_Record excerpts_.
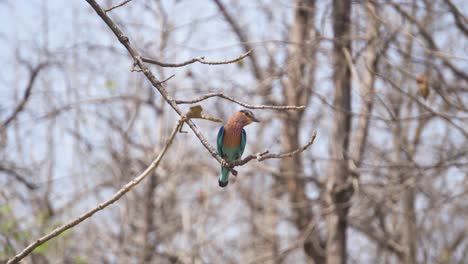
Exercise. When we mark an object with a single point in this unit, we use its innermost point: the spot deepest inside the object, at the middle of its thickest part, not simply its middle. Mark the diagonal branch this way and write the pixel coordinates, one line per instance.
(279, 107)
(198, 59)
(265, 155)
(117, 6)
(126, 188)
(257, 71)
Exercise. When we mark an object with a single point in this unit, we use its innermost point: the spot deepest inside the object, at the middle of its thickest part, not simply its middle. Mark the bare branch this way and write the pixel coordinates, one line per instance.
(242, 38)
(117, 6)
(126, 188)
(198, 59)
(279, 107)
(264, 155)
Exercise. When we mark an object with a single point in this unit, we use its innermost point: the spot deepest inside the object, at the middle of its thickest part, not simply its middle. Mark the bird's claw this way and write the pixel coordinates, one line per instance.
(224, 164)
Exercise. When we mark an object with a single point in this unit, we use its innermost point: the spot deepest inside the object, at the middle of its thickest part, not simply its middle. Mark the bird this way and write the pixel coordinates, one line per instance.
(232, 139)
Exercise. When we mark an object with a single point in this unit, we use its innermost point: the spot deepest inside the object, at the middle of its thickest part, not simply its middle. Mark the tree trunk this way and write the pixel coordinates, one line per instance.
(296, 91)
(338, 191)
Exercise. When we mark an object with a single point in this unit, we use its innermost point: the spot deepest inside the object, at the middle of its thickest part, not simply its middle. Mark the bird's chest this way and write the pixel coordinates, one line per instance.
(231, 153)
(232, 137)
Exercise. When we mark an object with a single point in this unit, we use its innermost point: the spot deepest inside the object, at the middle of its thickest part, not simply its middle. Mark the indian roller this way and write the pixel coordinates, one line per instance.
(232, 139)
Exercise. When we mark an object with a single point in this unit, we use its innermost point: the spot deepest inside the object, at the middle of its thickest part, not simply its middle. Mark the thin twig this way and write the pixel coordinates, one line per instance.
(117, 6)
(167, 79)
(279, 107)
(198, 59)
(265, 155)
(127, 187)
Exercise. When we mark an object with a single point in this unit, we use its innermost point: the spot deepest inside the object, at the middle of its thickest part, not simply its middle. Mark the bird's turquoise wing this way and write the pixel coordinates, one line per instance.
(219, 141)
(243, 143)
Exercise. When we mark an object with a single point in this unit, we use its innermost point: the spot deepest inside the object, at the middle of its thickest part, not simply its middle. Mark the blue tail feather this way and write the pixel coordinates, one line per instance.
(223, 178)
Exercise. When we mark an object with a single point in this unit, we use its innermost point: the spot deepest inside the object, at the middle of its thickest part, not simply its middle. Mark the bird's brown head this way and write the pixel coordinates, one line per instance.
(243, 118)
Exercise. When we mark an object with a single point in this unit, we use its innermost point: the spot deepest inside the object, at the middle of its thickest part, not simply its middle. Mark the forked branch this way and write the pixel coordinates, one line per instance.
(198, 59)
(221, 95)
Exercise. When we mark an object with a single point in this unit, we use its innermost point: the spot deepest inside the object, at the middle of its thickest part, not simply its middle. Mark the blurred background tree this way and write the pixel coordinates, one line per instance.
(385, 84)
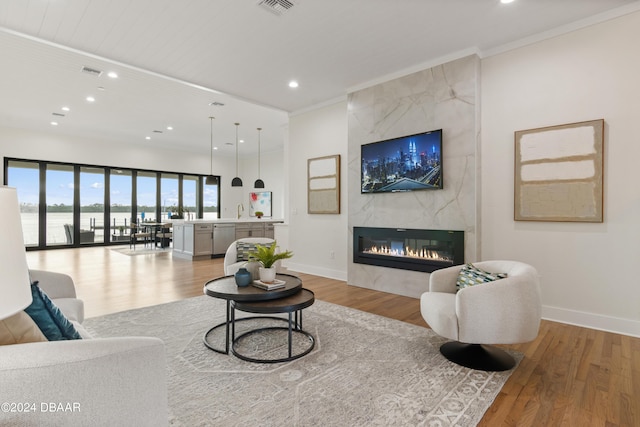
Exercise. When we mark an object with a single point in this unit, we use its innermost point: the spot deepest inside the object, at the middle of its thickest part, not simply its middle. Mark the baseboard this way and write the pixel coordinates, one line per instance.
(592, 321)
(316, 271)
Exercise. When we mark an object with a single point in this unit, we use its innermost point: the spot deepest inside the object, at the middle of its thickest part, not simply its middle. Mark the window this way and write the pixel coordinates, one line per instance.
(210, 201)
(92, 204)
(190, 195)
(146, 196)
(169, 194)
(25, 176)
(59, 198)
(64, 204)
(120, 213)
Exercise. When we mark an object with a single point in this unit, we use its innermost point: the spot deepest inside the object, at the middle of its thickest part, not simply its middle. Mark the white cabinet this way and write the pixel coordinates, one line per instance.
(178, 237)
(202, 240)
(245, 230)
(223, 236)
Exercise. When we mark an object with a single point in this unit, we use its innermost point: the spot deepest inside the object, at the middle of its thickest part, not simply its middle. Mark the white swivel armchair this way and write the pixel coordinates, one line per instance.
(505, 311)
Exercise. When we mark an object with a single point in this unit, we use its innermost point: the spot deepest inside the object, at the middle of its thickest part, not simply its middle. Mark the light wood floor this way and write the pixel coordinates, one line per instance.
(570, 376)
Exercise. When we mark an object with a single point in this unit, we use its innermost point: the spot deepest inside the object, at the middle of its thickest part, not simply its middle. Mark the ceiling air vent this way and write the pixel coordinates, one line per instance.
(92, 71)
(278, 7)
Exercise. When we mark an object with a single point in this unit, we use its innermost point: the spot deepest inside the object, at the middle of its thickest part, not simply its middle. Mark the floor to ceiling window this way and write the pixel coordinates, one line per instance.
(59, 201)
(64, 204)
(92, 204)
(169, 194)
(120, 212)
(210, 201)
(146, 188)
(190, 191)
(25, 177)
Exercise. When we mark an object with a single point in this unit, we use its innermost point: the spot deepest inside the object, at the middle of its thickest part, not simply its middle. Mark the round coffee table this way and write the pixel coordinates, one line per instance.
(291, 304)
(226, 288)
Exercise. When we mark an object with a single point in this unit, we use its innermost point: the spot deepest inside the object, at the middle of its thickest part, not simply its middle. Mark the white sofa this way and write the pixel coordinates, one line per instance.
(98, 382)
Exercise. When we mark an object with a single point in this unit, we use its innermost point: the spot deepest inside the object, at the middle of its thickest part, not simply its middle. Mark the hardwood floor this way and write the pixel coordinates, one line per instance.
(570, 376)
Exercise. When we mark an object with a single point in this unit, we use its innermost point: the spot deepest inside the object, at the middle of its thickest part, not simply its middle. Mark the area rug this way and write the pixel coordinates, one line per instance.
(365, 370)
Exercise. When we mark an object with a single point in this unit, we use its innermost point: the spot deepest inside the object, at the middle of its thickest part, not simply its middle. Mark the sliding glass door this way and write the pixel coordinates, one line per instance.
(69, 205)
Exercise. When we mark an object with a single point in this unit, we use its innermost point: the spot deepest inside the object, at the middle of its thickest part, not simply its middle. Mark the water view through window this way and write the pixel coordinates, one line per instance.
(64, 204)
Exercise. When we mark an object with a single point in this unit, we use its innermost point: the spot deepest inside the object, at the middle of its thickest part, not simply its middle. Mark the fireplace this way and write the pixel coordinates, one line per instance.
(408, 249)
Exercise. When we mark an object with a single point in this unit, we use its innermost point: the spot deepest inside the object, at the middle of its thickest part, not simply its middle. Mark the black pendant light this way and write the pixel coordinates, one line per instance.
(259, 183)
(236, 182)
(211, 180)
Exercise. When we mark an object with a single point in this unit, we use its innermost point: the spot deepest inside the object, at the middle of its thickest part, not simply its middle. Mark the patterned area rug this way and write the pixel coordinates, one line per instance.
(365, 370)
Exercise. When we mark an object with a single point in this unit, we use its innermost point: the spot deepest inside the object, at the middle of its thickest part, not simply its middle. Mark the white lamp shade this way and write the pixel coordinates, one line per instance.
(14, 288)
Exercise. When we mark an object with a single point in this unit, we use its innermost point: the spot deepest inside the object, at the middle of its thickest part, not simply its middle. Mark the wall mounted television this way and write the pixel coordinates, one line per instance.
(407, 163)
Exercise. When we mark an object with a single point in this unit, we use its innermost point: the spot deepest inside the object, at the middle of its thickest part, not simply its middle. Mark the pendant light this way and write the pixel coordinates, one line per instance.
(259, 183)
(211, 180)
(236, 182)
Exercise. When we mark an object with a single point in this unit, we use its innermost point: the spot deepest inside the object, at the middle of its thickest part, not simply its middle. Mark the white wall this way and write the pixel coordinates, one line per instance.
(589, 271)
(52, 146)
(313, 238)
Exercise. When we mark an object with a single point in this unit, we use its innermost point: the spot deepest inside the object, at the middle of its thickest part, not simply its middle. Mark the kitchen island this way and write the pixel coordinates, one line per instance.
(210, 238)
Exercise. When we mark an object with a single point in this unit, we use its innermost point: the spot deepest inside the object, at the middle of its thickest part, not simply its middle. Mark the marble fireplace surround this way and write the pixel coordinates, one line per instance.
(442, 97)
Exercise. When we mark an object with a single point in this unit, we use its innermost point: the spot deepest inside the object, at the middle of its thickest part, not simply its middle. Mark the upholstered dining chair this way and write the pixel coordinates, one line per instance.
(502, 311)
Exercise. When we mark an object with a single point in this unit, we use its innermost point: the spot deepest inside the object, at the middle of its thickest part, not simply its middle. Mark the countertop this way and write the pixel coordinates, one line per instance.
(225, 220)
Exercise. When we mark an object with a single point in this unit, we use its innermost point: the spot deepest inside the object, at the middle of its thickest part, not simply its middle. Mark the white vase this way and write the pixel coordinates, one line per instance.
(267, 275)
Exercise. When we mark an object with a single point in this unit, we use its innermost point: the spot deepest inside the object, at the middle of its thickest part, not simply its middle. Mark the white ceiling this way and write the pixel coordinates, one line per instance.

_Written exercise_.
Set down the items again word for word, from the line that contains "Mark the countertop" through the end of the items, both ends included.

_Response to the exercise_.
Exercise. When we mark an object with a single point in this unit, we use its innermost point: the spot deepest inside the object, at the middle of its thickest part, not simply its middle. Mark the countertop this way and write the pixel coordinates, one line per instance.
(225, 220)
Exercise. When we mark an object with a single point in this unit, we use its innermost point: the spot deepest inside the object, at the middle of its thickest part, not simply its middle. Mark the white vase this way and write the pixel coordinates, one line per instance.
(267, 275)
Exercise. When we mark an object with a single point in this unit, we use its innermost point: the spot deepest inside the object, at the middle of its thickest part, not simply its middle. Mark the white ceiling this way and write the pixel coordinates, one line per instance.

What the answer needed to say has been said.